**Short exercise A:**
According to the rent-versus-buy conversation, who is Ken Johnson?
**Short exercise B:**
Summarize the rent-versus-buy conversation in two sentences.
**Short exercise C:**
Carry on the rent-versus-buy conversation from the point where it stops.

**Document:**
Well, that’s what the website is. We’ve got tools, we’ve got calculators, we’ve got blogs, we’ve got an agent finder to get you connected to the people that you need. We have all kinds of stuff to open your mind and broaden your horizons. Get on the website and see everything that we have to offer. Mr. Dave Meyer, what has the On The Market research team been up to this month?

Dave:
One thing that I personally have been looking into and we actually show that just came out yesterday with Ken Johnson, who’s a professor at Florida Atlantic University is rent verses buy. This is a time tested debate. I’m sure you’ve had this conversation with people a million times. But usually, there’s at least a clear option, and right now with rent going up so quickly, and we’re seeing home prices go up as well, they’re both at all-times high, it brings up a very reasonable question of, what is the right living situation for people right now?
Even if you’re not an investor yet, have you run into this at all, or are any of your clients running into the situation where they’re saying, “Oh, it’s actually probably better to rent right now than to buy just where we are in the market cycle?”

David:
I’m hearing people say that they believe the market’s going to continue to go down. People who think that prices are on the way down, yes, they’re saying, “I’m going to rent because I’m waiting. I think that I’m going to have more opportunity later.” But I still haven’t seen anybody where renting is cheaper than buying if they buy right. If you’re trying to buy a luxury property, a really nice, comfortable home, renting is usually cheaper.
But what I’ve learned about real estate is that we often look at it in terms of money, but money is very difficult to tie down because the value of it changes so quickly. It’s often better to look at in terms of time. If you look at how rents are increasing, many times people will find that by year three, four or five, buying is cheaper than renting, and then for the rest of the time you own that house, it becomes exponentially more cheap to own than rent.
That’s before you include a strategy like house hacking. A lot of people can go out there and buy a property, rent out part of it. They’re not living for free, but they’re living for less than what their rent would’ve been, particularly in the more expensive markets like Denver and in the Bay Area. Any market where you’re seeing a lot of appreciation, the rents are going up as well.

Records of labeled boxes:

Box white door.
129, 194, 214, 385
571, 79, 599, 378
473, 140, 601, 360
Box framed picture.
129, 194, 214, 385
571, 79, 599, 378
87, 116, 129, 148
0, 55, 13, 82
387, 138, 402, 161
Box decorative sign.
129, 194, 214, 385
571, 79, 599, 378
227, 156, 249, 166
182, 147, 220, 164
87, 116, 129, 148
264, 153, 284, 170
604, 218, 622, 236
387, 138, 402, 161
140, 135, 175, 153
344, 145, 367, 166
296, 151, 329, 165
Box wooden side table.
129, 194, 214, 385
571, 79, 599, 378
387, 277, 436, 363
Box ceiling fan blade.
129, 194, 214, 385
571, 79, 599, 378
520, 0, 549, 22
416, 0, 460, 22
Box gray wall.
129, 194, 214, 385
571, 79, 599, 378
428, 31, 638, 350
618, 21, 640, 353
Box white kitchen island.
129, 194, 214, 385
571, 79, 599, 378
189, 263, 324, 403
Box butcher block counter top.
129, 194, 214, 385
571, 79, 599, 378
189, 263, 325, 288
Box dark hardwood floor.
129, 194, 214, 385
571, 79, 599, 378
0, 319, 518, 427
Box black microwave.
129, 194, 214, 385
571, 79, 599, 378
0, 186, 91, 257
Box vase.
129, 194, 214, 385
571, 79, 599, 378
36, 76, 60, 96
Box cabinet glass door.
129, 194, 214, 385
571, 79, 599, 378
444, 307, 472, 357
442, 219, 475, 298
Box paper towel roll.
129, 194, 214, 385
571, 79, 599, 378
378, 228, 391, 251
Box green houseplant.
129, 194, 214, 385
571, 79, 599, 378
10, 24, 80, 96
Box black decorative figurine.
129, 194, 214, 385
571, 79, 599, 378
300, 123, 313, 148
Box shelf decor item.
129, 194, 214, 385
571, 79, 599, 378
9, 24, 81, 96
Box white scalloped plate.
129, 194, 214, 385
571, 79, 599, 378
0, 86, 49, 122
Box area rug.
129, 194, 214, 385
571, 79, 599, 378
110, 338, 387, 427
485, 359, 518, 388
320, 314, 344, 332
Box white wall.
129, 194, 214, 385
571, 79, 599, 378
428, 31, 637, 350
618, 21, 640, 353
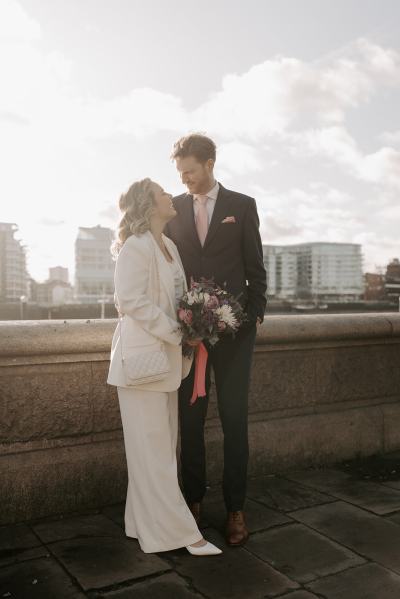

**Task response A:**
A professor at Florida Atlantic University.

**Task response B:**
Dave raises the rent-versus-buy debate, noting that rents and home prices are both at all-time highs, and asks whether renting is now the better choice. David says people who expect prices to fall are renting while they wait, but he hasn't seen a case where renting is cheaper than buying right, since owning often becomes cheaper than renting by year three, four or five, and house hacking can lower costs further.

**Task response C:**
Dave:
Totally. I think that a lot of the media, or people who just aren’t as familiar with real estate investing, put up this false dichotomy. It’s buy or rent.

David:
Yes.

Dave:
As real estate investors, we know there are other options, right? Like you just said, house hacking is a great option. Actually, the first investment I bought, I was going to house hack, and then I found a cheaper apartment and then never wound up house hacking it and just renting it out and continuing to rent myself because it was a better financial decision. I think it’s a good question and it is worth. I think people really …
The question is good because people should be examining what the cheapest way for them to live is because it’s such a big expense that if house hacking or if renting and reinvesting the money into something else is a good option for you, that can free up a lot of cash with which you can invest or improve your financial position. I do think it’s worth people examining, but the dichotomy of just renting versus buying is too simple.
Listen, we had this guy, Ken, come on the show and you should listen to the show, it’s great. But he was talking about how renting is better in a lot of cities if, and only if, all the money you would put down to buy a house, you reinvested into the stock market. That’s cool, right? But realistically, do you know yourself, if you had that extra money lying around, would you actually invest 100% of it or would you have some lifestyle creep?
There’s so many variables here. But what I think we’re trying to show in On The Market is that there are gray areas and there are other ways to analyze this. Actually on the show, I also give out a calculator. It’s really cool. If you listen to the show, you can get it for free. It’s a buy hold house hack calculator. Because you see on these financial websites, they have these ways for you to analyze buy or hold.
But we want to come up with a way that people can analyze the investing element of that too and weigh that in their living arrangement situation. That’s what we’ve been working on. We’re going to be dropping a lot of data about it. I encourage everyone to check that out and see for themselves what the best living situation for them is to optimize their financial position.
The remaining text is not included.